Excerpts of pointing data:
-------------------------

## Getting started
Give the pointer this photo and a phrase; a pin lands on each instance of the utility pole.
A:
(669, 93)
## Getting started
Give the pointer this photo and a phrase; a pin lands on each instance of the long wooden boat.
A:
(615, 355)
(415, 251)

-------------------------

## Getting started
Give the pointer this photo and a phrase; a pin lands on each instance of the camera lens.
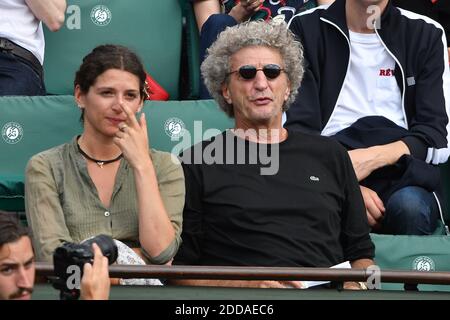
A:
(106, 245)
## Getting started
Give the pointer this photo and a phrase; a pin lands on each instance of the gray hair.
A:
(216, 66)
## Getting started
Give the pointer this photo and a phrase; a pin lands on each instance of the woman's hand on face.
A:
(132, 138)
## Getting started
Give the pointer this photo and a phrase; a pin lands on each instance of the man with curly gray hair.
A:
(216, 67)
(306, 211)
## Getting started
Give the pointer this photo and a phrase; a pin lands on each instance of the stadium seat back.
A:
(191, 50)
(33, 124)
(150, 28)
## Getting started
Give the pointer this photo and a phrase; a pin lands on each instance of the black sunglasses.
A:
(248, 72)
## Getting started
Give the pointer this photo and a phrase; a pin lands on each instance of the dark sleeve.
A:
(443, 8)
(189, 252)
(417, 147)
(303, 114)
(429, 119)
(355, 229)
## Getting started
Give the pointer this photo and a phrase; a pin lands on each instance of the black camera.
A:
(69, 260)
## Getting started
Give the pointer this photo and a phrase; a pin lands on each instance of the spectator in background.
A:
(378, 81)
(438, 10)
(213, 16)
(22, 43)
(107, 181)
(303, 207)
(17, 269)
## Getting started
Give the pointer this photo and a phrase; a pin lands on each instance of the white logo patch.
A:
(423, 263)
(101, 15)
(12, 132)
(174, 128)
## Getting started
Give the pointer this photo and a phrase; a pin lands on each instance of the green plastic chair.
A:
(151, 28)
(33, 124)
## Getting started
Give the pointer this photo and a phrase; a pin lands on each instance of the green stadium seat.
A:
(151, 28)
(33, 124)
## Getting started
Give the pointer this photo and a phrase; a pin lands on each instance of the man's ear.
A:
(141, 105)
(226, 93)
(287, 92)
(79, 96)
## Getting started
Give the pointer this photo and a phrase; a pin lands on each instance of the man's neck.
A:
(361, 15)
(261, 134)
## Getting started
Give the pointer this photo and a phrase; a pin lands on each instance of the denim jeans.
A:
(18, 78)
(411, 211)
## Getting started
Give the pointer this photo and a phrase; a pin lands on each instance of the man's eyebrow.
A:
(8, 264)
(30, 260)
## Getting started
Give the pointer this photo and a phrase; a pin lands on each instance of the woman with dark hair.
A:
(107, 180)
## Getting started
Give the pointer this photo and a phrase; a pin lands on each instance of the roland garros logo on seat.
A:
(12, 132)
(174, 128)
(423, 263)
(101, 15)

-------------------------

Report, in full, each line of the data above that contains the string "camera". Letter case counts when matching.

# Answer to the task
Give the pointer this photo and a phrase; a pin lands on each instance of the camera lens.
Give the pointer this photo and a phrase; a pin lands on each instance of the black camera.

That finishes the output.